Text shown section start

Tuesday, May 16, 2006
Shiny new Chernobyls posted by Meaders
You knew it was coming:Prime Minister Tony Blair is set to give his strongest signal yet that he backs the building of a new generation of nuclear power stations in the UK...
BBC political editor Nick Robinson said ministers appeared to be considering changes to the planning process to overcome local resistance to new power stations.
No 10 says Mr Blair will say he has seen a "first cut" of the government-commissioned energy review, which is due by the end of July...
The prime minister is due to say that if current policy remains unchanged there will be a "dramatic gap" on targets to reduce CO2 emissions by 2025 forcing Britain to become heavily dependent on gas.
That old chestnut: it beggars belief that an industry with as dismal an environmental record as nuclear power's should be rebranding itself as a squeaky-clean green crusader - though appointing the ludicrous Bernard Ingham as your Captain Planet hardly suggests they're taking the effort too seriously. Nor should we pretend this stuff is cheap.
If Blair is claiming that nuclear is any solution to Britain's greenhouse gas emissions, he is peddling a myth:
A complete life-cycle analysis shows that generating electricity from nuclear power emits 20-40% of the carbon dioxide per kiloWatt hour ( kWh) of a gas-fired system when the whole system is taken into account (see Nuclear Power: the Energy Balance by Jan-Willem Storm van Leeuwen and Philip Smith).
The nuclear process chain also emits other greenhouse gases besides carbon dioxide with far stronger global-warming potential such as chloro- and fluorohydrocarbons and probably SF6. These emissions are difficult to quantify from the open literature, but the total emission of carbon dioxide equivalents by a nuclear system will be significantly more than 20-40% of a gas-fired system with the same energy output.
...all of which means, far from delivering the magic solution to climate change, nuclear power is barely worth the immense effort:
Research by the SDC suggests that even if the UK's existing nuclear capacity was doubled, it would only provide an 8% cut on CO2 emissions by 2035 (and nothing before 2010).

Text shown section end
Data section start

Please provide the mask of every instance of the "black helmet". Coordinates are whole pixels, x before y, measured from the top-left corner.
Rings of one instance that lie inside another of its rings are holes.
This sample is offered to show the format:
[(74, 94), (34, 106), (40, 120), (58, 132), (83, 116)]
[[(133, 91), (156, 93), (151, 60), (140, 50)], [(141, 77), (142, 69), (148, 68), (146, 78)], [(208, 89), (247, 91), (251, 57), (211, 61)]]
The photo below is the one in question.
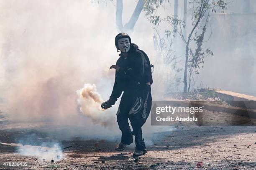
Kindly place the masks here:
[(119, 33), (116, 35), (115, 38), (115, 47), (116, 47), (118, 50), (119, 49), (118, 48), (118, 41), (119, 39), (122, 38), (128, 38), (130, 41), (130, 43), (131, 44), (131, 38), (130, 38), (130, 36), (129, 36), (127, 33)]

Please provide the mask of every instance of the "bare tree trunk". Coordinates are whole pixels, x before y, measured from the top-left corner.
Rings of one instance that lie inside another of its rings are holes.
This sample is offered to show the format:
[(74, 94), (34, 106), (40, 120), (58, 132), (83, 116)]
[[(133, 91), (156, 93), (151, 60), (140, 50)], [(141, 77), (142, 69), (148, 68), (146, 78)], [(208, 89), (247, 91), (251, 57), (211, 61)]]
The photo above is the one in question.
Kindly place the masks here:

Data section end

According to the blog post on nuclear power, what cut in CO2 emissions by 2035 would doubling the UK's existing nuclear capacity provide? The data above are separate material and have nothing to do with the blog post on nuclear power.

Only an 8% cut, with nothing before 2010.